WHAT YOU ARE ASKED TO DO — Exactly the lines from the one containing "Batch job #47 — Class: blurred green" through the final line of the listing are to be retyped, and nothing more.

SOURCE DATA —
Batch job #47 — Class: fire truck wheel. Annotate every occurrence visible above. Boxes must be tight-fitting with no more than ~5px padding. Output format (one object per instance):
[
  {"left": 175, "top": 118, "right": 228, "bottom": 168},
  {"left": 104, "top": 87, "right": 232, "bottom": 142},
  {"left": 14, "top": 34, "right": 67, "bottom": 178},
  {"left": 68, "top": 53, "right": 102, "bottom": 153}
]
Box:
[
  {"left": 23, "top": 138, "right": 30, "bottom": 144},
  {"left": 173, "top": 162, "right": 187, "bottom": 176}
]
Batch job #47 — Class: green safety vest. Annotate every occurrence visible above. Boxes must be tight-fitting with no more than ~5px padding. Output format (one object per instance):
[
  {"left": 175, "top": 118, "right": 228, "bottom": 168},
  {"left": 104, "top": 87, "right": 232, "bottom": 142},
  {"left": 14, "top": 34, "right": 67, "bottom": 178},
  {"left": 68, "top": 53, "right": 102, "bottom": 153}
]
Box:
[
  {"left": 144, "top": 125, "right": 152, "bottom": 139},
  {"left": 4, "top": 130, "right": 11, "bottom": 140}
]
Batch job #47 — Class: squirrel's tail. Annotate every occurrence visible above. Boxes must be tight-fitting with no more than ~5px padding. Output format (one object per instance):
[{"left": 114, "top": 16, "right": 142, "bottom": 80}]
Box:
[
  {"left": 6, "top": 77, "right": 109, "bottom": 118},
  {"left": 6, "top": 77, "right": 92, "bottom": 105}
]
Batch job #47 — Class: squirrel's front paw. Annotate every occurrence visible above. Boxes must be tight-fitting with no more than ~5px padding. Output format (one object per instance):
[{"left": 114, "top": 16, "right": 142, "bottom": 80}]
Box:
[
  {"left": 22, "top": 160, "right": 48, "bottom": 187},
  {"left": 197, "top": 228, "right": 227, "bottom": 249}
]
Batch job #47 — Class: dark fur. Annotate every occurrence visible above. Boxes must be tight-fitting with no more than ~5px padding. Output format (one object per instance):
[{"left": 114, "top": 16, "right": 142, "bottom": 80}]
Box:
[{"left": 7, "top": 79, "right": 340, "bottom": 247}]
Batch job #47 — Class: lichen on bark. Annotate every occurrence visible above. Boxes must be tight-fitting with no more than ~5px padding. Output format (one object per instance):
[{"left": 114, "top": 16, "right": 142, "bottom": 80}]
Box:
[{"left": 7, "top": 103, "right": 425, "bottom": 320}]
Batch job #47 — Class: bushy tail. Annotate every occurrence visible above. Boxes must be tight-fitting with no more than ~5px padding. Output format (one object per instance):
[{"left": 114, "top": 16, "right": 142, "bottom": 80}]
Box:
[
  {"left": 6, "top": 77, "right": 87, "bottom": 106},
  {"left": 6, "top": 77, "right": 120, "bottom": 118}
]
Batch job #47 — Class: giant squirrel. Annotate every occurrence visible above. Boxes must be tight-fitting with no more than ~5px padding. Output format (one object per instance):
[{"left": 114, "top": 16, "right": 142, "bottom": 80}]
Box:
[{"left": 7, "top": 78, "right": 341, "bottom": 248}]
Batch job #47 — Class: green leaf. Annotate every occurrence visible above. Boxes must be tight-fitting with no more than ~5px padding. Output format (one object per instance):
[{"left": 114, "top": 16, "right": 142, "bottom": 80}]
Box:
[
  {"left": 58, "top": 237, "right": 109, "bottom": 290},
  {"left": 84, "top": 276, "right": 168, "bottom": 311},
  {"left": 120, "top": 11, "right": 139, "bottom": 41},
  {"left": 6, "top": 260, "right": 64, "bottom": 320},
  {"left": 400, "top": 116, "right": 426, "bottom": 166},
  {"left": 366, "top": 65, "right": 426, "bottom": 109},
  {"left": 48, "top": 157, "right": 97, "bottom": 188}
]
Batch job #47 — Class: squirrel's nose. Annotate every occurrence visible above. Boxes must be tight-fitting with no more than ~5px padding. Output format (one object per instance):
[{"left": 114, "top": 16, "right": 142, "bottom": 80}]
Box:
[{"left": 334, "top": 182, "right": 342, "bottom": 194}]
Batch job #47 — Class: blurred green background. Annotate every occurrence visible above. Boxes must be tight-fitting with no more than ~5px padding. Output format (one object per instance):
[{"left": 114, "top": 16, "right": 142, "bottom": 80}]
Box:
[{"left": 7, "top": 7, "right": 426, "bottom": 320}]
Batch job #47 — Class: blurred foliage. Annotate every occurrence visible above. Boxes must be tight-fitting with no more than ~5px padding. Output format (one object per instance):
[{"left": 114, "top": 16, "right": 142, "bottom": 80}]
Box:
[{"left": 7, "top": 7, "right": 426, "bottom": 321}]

WRITTEN RESPONSE —
Batch job #47 — Class: blurred green background. Annotate every occurrence visible above. Boxes must be tight-fitting with no more than ~5px padding. Output format (one object per instance):
[{"left": 114, "top": 16, "right": 142, "bottom": 80}]
Box:
[{"left": 7, "top": 7, "right": 426, "bottom": 320}]
Batch job #47 — Class: blurred foliage. Annotate every occurrence visible above. Boxes must be tight-fitting with no more than ~5px padding. Output format (one object per instance):
[{"left": 114, "top": 16, "right": 142, "bottom": 80}]
Box:
[{"left": 7, "top": 7, "right": 426, "bottom": 321}]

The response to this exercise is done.